» **Text passage**:

_ _ _

A technical blog from Daniel Rákos (aka aqnuep)
GPU based dynamic geometry LOD
OpenGL 4.0 - Mountains demo
Dynamic geometry level-of-detail (LOD) algorithms are very popular and powerful algorithms that provide a great level of rendering performance optimization while preserving detail by using less detailed geometry for objects that are far away, too small or otherwise less significant in the quality of the final rendering. Many of these are used since the very beginning of computer graphics technologies and are present in some form in current CAD softwares, video games and other graphics applications. While determining the appropriate geometry LOD was previously the task of the CPU, with todays hardware it is possible to also offload this to the GPU which excels at handling large amount of objects in parallel.
Introduction
With the advent of Shader Model 5.0 GPUs and the appearance of programmable tessellation hardware it may seem like the geometry LOD problem is solved once and for all. However, in many cases it is simply not enough as for far away objects even a patch pass-through tessellation shader already produces too much geometry than the added detail worths. As a result, classic geometry LOD algorithms are still a good-to-have feature in the tool-box of the developer. Not to mention that all vendors recommend disabling tessellation shaders at all if we don’t need any geometry amplification as even a pass-through tessellation shader does have its payload.
This means that there has to be still a conventional rendering path for geometries that should not be tessellated. Then why not to try offloading the geometry LOD determination to the GPU if possible?
This article presents a technique that was already presented by AMD’s March of the Froblins demo and by NVIDIA’s Skinned Instancing demo and allows GPU based dynamic geometry LOD determination using a geometry shader that selects the most appropriate LOD from a group of geometry LODs based on the object’s distance from camera. While this article and the reference implementation (OpenGL 4.0 – Mountains demo) presents the application of the technique only for instanced geometry, the same method can be easily extended to support heterogeneous objects by taking advantage of the latest functionalities introduced in OpenGL 4.
The algorithm
The technique is based on the geometry shader’s ability to emit or deny the emission of primitives into a transform feedback buffer as done in the mentioned DX based implementations. One major improvement compared to earlier approaches is that the LOD determination is done in a single pass rather than requiring a separate pass for each geometry LOD. Additionally, this LOD determination pass can be also merged together with other visibility determination passes like Instance Cloud Reduction or Hierarchical-Z map based occlusion culling as it is done in the reference implementation. This was made possible thanks to the latest transform feedback capabilities introduced in OpenGL 4.0 (see the extension ARB_transform_feedback3) that enables the geometry shader to output data to separate primitive streams.

_ _ _

» **Information supplied**:
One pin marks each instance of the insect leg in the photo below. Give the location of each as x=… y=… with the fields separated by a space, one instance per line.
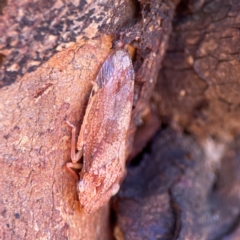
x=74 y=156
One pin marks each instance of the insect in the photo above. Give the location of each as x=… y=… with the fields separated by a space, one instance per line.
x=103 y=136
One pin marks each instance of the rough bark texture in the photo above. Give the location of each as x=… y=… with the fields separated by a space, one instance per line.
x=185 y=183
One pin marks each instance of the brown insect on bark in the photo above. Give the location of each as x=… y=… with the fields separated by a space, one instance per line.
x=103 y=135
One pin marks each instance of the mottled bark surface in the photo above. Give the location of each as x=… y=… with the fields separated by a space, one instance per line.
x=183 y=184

_ _ _

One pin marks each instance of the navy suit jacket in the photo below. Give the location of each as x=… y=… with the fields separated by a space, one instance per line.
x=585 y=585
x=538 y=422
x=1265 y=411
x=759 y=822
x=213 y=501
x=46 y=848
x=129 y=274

_ _ _

» **Exercise goal**: From the blog post on GPU-based geometry LOD, reproduce word for word the passage from "Introduction" up to and including "GPU if possible?". The entries are separate material and have no connection to the blog post on GPU-based geometry LOD.

» **Answer to this problem**:
Introduction
With the advent of Shader Model 5.0 GPUs and the appearance of programmable tessellation hardware it may seem like the geometry LOD problem is solved once and for all. However, in many cases it is simply not enough as for far away objects even a patch pass-through tessellation shader already produces too much geometry than the added detail worths. As a result, classic geometry LOD algorithms are still a good-to-have feature in the tool-box of the developer. Not to mention that all vendors recommend disabling tessellation shaders at all if we don’t need any geometry amplification as even a pass-through tessellation shader does have its payload.
This means that there has to be still a conventional rendering path for geometries that should not be tessellated. Then why not to try offloading the geometry LOD determination to the GPU if possible?